教育心理学コース スタッフ紹介
岡田 猛(おかだ たけし) 教授
教育認知科学
「アイデアが生まれて,それが形になっていく過程」に興味があり,芸術家の創造活動について研究しています。「芸術家はどのように作品を作っていくのか」「独創的なアイデアはどのように生まれるのか」といった問いについて,認知科学的な解明を目指しています。その際,フィールドワークに基づいて「創造の現場で起こっている認知活動」についての仮説を生成し,それを心理学実験で検証するといったマルチメソッドを用いて研究を進めています。
遠藤 利彦(えんどう としひこ) 教授
発達心理学
人生早期に子どもと養育者との間に形成されるアタッチメントがいかなる要因によって規定され,それはまたその後の子どもの(特に社会情緒的側面の)発達の道筋にどのように影響するのかについて関心を持っています。さらに,人の様々な感情がどのような過程を経て生じてくるのか,そしてそれは子どもの心身の発達全般にいかなる意味を有するのかについても,進化論あるいは文化論の視点を交えながら,考察しています。
藤村 宣之(ふじむら のぶゆき) 教授
教授・学習心理学(所属は「大学院教育内容開発コース」)
子どもが数学的概念や科学的概念(自然,社会)の理解を深めていくプロセスや学習観の変容過程,それらを他者との関わりのなかで促進する授業のあり方に関心があります。小学生から高校生までを対象に,個別実験・面接,記述形式の調査,授業時の発話や記述内容の分析,小・中・高の教員との協同研究などにより研究を進めています。子どもの変化のプロセスに着目し,教授・学習,認知発達,授業過程に関する心理学研究を関連づけることをめざしています。
針生 悦子(はりゅう えつこ) 教授
発達心理学
生まれたときには本当に無力に見えた子どももやがて,ことばを話し,人の気持を思いやった行動がとれ,新しく直面した問題にもうまいやり方で対処できるようになっていきます。この当たり前に見える変化がどのようにして起こっているかを知りたいと考えています。特に言語の獲得とからめて子どもの世界に対する見方はどのように構造化されていくのかといったことに興味があります。
岡田 謙介(おかだ けんすけ) 准教授
教育情報科学
心理・教育・行動データをモデリングし,現象の理解と予測に役立てることに関心を持っており,そのためにとくにベイズ統計学の方法論と応用を研究しています。心や行動について科学的に理解していくためにも,社会科学的な問題を実証的に解決していくためにも,統計学の理論と方法を役立てることのできるフィールドは私たちの未来に広がっていると思います。
清河 幸子(きよかわ さちこ)准教授
教授・学習心理学
他者と協同する中で生じる様々なプロセスが問題解決に及ぼす影響を明らかにすることを目指しています。最近は特に,思考を言語化することによって生じる影響に興味があります。また,そこから派生して,洞察問題解決,アイデア生成,潜在学習といった高次の認知活動がいかにして進展するのか,また,それらを促進するにはどうしたらよいのかについても関心があります。

* 元データ:
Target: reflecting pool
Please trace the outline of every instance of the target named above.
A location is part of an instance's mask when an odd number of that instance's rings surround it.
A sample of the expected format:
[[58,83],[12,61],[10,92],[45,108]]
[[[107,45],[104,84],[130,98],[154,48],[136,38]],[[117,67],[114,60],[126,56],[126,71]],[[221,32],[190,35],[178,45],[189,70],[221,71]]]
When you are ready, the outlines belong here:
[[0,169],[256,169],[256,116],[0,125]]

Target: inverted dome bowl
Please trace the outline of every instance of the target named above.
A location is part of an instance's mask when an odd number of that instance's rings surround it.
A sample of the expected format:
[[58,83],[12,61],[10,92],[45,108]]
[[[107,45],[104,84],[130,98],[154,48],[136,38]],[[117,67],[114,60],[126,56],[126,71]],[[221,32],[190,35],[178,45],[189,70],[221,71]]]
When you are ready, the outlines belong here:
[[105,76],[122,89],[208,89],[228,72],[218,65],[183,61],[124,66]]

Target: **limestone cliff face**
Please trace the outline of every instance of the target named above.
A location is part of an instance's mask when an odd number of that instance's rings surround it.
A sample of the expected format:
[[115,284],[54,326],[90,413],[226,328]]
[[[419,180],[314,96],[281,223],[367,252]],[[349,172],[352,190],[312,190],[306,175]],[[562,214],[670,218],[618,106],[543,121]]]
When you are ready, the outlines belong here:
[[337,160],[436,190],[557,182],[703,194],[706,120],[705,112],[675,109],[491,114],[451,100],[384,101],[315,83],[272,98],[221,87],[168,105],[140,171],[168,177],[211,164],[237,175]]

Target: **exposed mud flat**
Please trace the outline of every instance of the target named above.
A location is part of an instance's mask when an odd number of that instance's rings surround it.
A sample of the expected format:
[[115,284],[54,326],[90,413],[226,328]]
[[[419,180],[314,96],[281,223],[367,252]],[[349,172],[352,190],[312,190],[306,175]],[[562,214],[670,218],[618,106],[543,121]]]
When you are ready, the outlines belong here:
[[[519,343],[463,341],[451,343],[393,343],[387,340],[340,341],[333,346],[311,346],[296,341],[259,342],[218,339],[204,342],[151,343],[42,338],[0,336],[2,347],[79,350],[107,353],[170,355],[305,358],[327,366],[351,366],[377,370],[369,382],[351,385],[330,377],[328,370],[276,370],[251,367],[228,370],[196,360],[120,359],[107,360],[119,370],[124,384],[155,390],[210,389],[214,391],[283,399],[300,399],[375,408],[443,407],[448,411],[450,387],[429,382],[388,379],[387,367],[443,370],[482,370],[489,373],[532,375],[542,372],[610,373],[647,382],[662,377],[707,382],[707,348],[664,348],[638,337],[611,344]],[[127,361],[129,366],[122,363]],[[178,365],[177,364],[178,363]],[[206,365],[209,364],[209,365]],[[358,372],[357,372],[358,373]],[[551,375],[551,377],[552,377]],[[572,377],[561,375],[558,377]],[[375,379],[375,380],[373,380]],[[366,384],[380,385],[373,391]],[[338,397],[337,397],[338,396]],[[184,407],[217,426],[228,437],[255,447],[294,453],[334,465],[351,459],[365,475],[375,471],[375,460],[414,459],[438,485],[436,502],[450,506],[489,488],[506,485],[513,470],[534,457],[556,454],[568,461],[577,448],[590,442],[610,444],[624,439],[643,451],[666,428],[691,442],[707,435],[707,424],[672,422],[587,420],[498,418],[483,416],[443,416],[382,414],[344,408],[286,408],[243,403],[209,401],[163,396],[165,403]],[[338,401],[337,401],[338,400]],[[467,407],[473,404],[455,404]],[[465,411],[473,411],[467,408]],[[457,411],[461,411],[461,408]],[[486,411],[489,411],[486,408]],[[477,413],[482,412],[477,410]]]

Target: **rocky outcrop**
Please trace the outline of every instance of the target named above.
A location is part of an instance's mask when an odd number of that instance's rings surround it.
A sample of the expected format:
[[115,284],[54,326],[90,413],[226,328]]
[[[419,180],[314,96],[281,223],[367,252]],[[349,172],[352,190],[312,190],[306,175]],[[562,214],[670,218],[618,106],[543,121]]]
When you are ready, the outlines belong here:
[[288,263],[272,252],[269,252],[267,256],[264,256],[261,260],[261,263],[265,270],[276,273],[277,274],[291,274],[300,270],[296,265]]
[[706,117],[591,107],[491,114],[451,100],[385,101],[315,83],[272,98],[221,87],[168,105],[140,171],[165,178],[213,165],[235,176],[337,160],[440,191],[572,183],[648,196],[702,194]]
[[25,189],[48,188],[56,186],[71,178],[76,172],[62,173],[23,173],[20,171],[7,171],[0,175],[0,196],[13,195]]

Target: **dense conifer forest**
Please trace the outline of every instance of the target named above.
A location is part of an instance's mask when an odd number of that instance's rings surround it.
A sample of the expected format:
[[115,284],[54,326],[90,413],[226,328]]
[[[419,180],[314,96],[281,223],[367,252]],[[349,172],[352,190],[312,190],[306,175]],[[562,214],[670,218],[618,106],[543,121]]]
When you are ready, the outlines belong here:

* 確認問題:
a) 教育心理学コースのスタッフ紹介で、岡田謙介准教授が特に方法論と応用を研究しているとされる統計学は何か。
b) 教育心理学コースのスタッフ紹介を、最後の文の後から書き継いでください。

* 解答一覧:
a) ベイズ統計学

b)
宇佐美 慧(うさみ さとし)准教授
教育情報科学
教育学・心理学・疫学・医学を主軸とした,行動科学における多変量データ分析の統計学的方法論と応用・実践に関心があります。特に,複数時点に跨る測定を通して得られる縦断データを利活用した変化のモデリング・統計学的因果推論・分類に関するテーマ,および入学試験・資格試験や心理検査・医学検査を中心としたテストに対する測定論的視座に基づく評価・設計やデータの測定・分析法に関するテーマについて,分野横断的な展開を目指して研究を進めています。
一柳 智紀(いちやなぎ とものり)准教授
授業研究
学校における子どもと教師の学習・発達過程と,それを支える社会文化的環境について研究しています。特に,言葉(話し言葉,書き言葉,非言語も含め)を中心としたコミュニケーションに着目しながら,子どもがどのように学んでいるのか,教師はどのように学びをデザインし,支えているのかを探究しています。近年では,小中学校をフィールドとしながら,探究的で協働的な子どもの学びを組織するための教師の実践的な知識について検討しています。
代表著書:
- 学校に還す心理学:研究知見からともに考える教師の仕事』(共著,ナカニシヤ出版,2020)
- 『これからの質的研究法:15 の事例にみる学校教育実践研究』(共著,東京図書,2019)
- 『岩波講座 教育 変革への展望 5 学びとカリキュラム』(共著,岩波書店,2017)
植阪 友理(うえさか ゆり)准教授
教育認知科学
実践の中で生じている課題について,心理学的な視点から解決策を考えることに興味があります。心理学の視点をふまえて実践にかかわると,心理学の有効性を感じるとともに,その限界にも気づかされます。実践を通じて立ち上げた学習過程や効果的な指導法等に関する研究テーマについて,調査や実験といった心理学的方法論で検討をしています。さらに,研究から得られた知見を生かして,現場と連携した実践も行っています。
能智 正博(のうち まさひろ) 教授
臨床心理カリキュラム論(所属は「大学院臨床心理学コース」)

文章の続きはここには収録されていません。